— BEGIN —

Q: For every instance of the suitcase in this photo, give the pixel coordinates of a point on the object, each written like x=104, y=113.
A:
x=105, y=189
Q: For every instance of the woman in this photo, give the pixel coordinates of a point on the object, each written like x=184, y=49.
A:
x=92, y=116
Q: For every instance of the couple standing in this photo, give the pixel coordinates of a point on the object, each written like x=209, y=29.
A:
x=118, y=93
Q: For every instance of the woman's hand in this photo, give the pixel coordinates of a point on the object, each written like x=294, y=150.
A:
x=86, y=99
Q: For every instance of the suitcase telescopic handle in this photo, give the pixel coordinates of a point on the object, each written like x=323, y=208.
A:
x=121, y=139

— END —

> **Exercise objective**:
Quote all of the entries verbatim.

> **Response to this task**:
Q: For every instance of the suitcase in this photo, give the pixel coordinates of a point on the object, each written like x=104, y=113.
A:
x=105, y=189
Q: For every instance of the woman in this photo, give the pixel coordinates of a point on the object, each written like x=184, y=49.
A:
x=92, y=116
Q: For every instance of the couple standing in this photo, give the pixel coordinates of a point on the object, each written like x=209, y=29.
A:
x=118, y=93
Q: For every instance of the woman's hand in this photo, give the pixel coordinates of a point on the object, each written like x=294, y=150.
A:
x=86, y=99
Q: For every instance of the suitcase telescopic handle in this photo, give the pixel coordinates of a point on the object, each written like x=323, y=208.
A:
x=121, y=139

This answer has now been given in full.